··· Selection ···

# Bamma12 spoilers!!!!



## AlanS (Mar 18, 2009)

*From MMAJunkie.com*



> In his first bout since a Bellator Season 7 tournament loss to Lyman Good, Jim Wallhead returned to the win column in dominant fashion with a first-round submission victory over Matt Veach.
> 
> The welterweight bout headlined Saturday's BAMMA 12 card, which aired live on AXS TV from Metro Radio Arena in the English city of Newcastle.
> 
> ...


*Anyone catch it on Channel 5* ? Pretty solid card. Mike Schavello was joined by Ken Shamrock which made it even better, production was top notch as always.*


----------



## TNT Fight Gear (Feb 26, 2013)

Got in on record. Going to watch today. Good fight night all round yesterday.


----------



## AlanS (Mar 18, 2009)

I was impressed, first time I've seen BAMMA start to finish, really good show. Any excuse to see Wallhead is good enough really.

···

Aim A:
Translate this sentence from the BAMMA 12 thread into Spanish: "The welterweight bout headlined Saturday's BAMMA 12 card, which aired live on AXS TV from Metro Radio Arena in the English city of Newcastle."
Aim B:
Carry on the BAMMA 12 thread, starting after its final sentence.
None of the data is needed for work on the BAMMA 12 thread.

··· Data lines ···

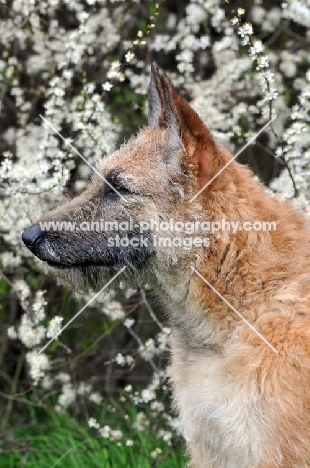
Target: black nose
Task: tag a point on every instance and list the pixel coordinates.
(31, 236)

···

Task answer A:
El combate de peso wélter encabezó la cartelera de BAMMA 12 del sábado, que se transmitió en vivo por AXS TV desde el Metro Radio Arena, en la ciudad inglesa de Newcastle.

Task answer B:
Only problem was Ken Shamrock hinting towards the end of the show that he wanted to make a comeback. That is really something he should not be doing haha.


----------



## TNT Fight Gear (Feb 26, 2013)

Just finished watching and another impressive bamma. Awesome from start to finish....ryan scope impressed after taking a pounding managing to submit newman...


----------



## AlanS (Mar 18, 2009)

I can't believe Newman stayed in Scope's guard for so long, I saw that traingle coming a mile off. Warburton/Ray was a scrappy fight, I had no idea the British title fights were only 3 rounds though I found that odd. Main Event was classic Wallhead and then some!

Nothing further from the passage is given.